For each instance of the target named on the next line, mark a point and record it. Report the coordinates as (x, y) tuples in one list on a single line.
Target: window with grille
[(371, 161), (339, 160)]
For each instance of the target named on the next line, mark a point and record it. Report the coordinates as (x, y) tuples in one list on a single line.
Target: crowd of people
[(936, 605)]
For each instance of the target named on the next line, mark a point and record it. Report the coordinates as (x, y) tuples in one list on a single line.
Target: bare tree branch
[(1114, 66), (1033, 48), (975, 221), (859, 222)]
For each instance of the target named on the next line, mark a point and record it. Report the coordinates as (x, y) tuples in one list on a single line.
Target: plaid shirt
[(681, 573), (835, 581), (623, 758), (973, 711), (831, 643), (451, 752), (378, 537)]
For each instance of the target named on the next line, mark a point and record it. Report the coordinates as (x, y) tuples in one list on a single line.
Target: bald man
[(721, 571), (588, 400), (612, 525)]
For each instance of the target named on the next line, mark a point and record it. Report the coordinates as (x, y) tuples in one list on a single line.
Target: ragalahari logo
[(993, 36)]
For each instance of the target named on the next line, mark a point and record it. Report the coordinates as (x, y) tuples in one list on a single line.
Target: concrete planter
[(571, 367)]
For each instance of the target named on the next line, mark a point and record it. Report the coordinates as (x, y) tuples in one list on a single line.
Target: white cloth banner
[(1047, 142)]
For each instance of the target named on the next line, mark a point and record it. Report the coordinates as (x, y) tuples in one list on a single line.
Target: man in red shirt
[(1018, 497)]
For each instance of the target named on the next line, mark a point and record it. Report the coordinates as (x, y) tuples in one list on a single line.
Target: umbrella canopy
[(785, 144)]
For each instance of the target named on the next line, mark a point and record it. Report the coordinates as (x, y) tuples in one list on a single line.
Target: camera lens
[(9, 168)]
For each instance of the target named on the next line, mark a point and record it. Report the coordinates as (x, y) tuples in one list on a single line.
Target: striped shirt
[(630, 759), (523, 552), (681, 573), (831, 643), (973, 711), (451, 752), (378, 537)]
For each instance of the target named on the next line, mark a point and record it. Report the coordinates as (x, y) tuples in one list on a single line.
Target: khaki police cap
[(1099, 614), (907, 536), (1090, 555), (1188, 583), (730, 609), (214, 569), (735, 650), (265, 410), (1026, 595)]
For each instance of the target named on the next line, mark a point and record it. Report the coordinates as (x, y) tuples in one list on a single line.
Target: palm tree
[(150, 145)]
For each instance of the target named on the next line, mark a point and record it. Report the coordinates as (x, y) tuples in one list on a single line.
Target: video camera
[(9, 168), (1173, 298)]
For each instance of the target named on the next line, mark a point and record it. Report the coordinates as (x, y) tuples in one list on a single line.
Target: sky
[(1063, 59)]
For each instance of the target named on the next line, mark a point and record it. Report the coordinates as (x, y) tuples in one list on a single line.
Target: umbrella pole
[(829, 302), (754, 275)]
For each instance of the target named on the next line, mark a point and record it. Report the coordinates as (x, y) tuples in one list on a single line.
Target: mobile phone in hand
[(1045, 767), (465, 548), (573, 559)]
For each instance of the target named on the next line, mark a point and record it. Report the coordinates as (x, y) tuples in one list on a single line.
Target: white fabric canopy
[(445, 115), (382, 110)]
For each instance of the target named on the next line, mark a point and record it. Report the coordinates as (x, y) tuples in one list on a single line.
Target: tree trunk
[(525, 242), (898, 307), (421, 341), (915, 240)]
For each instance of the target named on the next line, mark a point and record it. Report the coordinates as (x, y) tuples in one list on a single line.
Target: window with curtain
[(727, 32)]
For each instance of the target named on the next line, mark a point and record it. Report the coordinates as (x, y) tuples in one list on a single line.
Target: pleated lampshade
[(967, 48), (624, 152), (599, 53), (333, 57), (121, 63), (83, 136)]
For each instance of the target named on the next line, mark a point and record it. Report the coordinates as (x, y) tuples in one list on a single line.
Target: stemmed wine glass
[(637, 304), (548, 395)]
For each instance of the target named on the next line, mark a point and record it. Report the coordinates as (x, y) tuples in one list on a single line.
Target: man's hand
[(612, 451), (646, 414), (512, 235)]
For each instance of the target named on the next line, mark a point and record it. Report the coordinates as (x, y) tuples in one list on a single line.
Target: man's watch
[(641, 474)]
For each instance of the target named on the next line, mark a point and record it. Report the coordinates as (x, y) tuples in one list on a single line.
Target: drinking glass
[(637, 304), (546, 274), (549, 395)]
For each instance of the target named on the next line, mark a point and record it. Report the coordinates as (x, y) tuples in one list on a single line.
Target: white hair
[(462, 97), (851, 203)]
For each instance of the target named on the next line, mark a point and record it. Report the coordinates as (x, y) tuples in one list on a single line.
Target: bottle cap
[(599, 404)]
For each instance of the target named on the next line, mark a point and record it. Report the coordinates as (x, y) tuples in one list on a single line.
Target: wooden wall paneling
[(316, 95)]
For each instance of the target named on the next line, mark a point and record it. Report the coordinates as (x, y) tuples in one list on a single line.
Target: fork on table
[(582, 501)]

REQUIRED WORK:
Write out every entry again, keeping each line exactly the same.

SOLUTION TO THIS EXERCISE:
For each instance of the target named on the next line, mark a point and record it. Report the coordinates as (x, y) tuples in one list on a single line.
Target: window with grille
[(371, 161), (339, 160)]
For each instance of the target named on the next line, mark a point and record it. Report the coordinates as (x, y) tuples in one list on a single line.
Target: crowd of people
[(936, 605)]
For each instance of the target named on the next line, mark a point and record it. Report the coordinates as (x, y) tuples in one list on a single line.
Target: bare tree branch
[(1114, 66), (1033, 48), (975, 221), (859, 222)]
For each instance of the target named on the next line, mark a point and record it. Report the coordinates as (x, y) tuples in one list on a single line.
Target: plaid shirt
[(681, 573), (835, 581), (623, 758), (973, 711), (831, 643), (451, 752), (378, 537)]
For each instance of the target named on the next line, mark a point and record it. Report the coordinates as (x, y) tuples in one list on a single line.
Target: bald man
[(721, 571), (588, 400), (612, 525)]
For each instance of the target named on the next line, mark a point and record it. Report the coordinates as (x, y) tuples in one list on a single line.
Target: ragalahari logo
[(993, 36)]
For each instance of the target named on the next line, mark a point and record it. Report the coordinates as (x, y) tuples in one list on a single line.
Target: concrete planter
[(571, 367)]
For each instance of the target named on the next line, mark a point and record it. Report the coordinates as (x, y) tuples in one list on a single line.
Target: white cloth banner
[(1047, 142)]
For each instance of the target named on the next line, mark a point and record it. Report the coordinates as (x, y) tuples in one list on a single line.
Target: man in red shirt
[(1018, 497)]
For each instance of the target named on the next line, mark a point and record it. Report the coordinates as (x, y) tuples in one list on a single line.
Target: umbrella canopy
[(785, 144)]
For each instance of the target named on the next line, mark a point and record it. Report the coordinates as (x, y) tuples in one list on a single line.
Target: camera lens
[(9, 168)]
For each instance of the target named on the next line, mark a point and record it. Report the coordinates as (x, y) tuples in one list on a single line.
Target: striped shirt
[(630, 759), (523, 552), (681, 573), (831, 643), (973, 711), (451, 752), (378, 537)]
For each instance of the target named on the next line, mark a point and record it. Report the coordinates as (x, y) tuples in one list on a single line.
Target: khaki police cap
[(1099, 614), (907, 536), (1090, 555), (1188, 583), (730, 609), (214, 569), (735, 650), (265, 410), (1026, 595)]
For each instance of the target named on the next line, mark a point and record it. Report the coordinates as (x, y) tuples in one list on a single line.
Target: palm tree
[(150, 145)]
For each instance of the target named on the next line, mark a point and record it. Report the coordinates as (x, y) tuples in one list on a single line.
Target: video camera
[(9, 168), (1173, 298)]
For each instance of the target named on the next line, mark a point and record it. Report the coordinates as (x, y) tuples in one list on a single line.
Target: sky
[(1063, 59)]
For each instance of the target named on the next line, mark a point and record it. Report the coordinates as (x, y) tuples in one list on a single line.
Target: umbrella pole
[(829, 302), (754, 275)]
For each instance of the target named on the next line, mark a point and record it. Report the coordinates as (x, y) tuples in one list on a single line.
Target: mobile phone in hand
[(1045, 767), (465, 548), (573, 559)]
For each instance of the target named on the next line, mark a point and record it. Report the coordinates as (x, y) tuples in one list on a single line.
Target: white fabric canopy
[(445, 115), (382, 110)]
For each instance of the target named on the next line, mark a point and record it. Report the coordinates as (x, y) tuples in one list on a single line.
Target: tree trunk
[(525, 242), (898, 307), (421, 341), (915, 240)]
For each instance of the target named on the next line, mark a point and record it. Report the coordinates as (x, y) tuples in one list on a single line.
Target: window with curtain
[(727, 32)]
For each instance of the target named on the next line, mark a point and record it. Report the coordinates as (x, y) tuples in one list on a single line.
Target: pleated lampshade
[(967, 48), (624, 152), (599, 53), (333, 57), (121, 63), (83, 136)]
For each instance of the target named on the next line, mark a point and record it. Report the coordinates as (x, y) tuples in one list on a single line.
Target: stemmed wine glass
[(637, 304), (548, 395)]
For each instance of the target named on the next line, mark a point and record it. Report the coordinates as (x, y) tuples in one list on a single line.
Target: man's hand
[(612, 451), (646, 414), (512, 235)]
For each instance of the target named on the next line, mark a point and record it. Report the coordinates as (x, y) tuples in one list on a single line.
Target: man's watch
[(641, 474)]
For each instance of the target named on the next line, mark a point and record it. Report the coordinates as (x, y) tuples in one list on a single line.
Target: drinking glass
[(637, 304), (546, 274), (549, 395)]
For each instance of the target named on the next line, mark a point and record it. Report the coordinates as (x, y) tuples in one list on a single line.
Target: white hair
[(462, 97), (851, 203)]
For each instance of the target named on the next line, mark a point and record it. Report the coordinates as (x, y) tuples in one list on a single line.
Target: bottle cap
[(599, 404)]
For each instance of the target named on the next line, mark a point and record it. Report the coordinates as (x, y) tuples in one list on a single line.
Target: wooden wall paneling
[(316, 95)]
For each instance of the target named on the next line, mark a point and record it. Report the coordinates as (x, y) tuples in one list on a single line.
Target: fork on table
[(582, 501)]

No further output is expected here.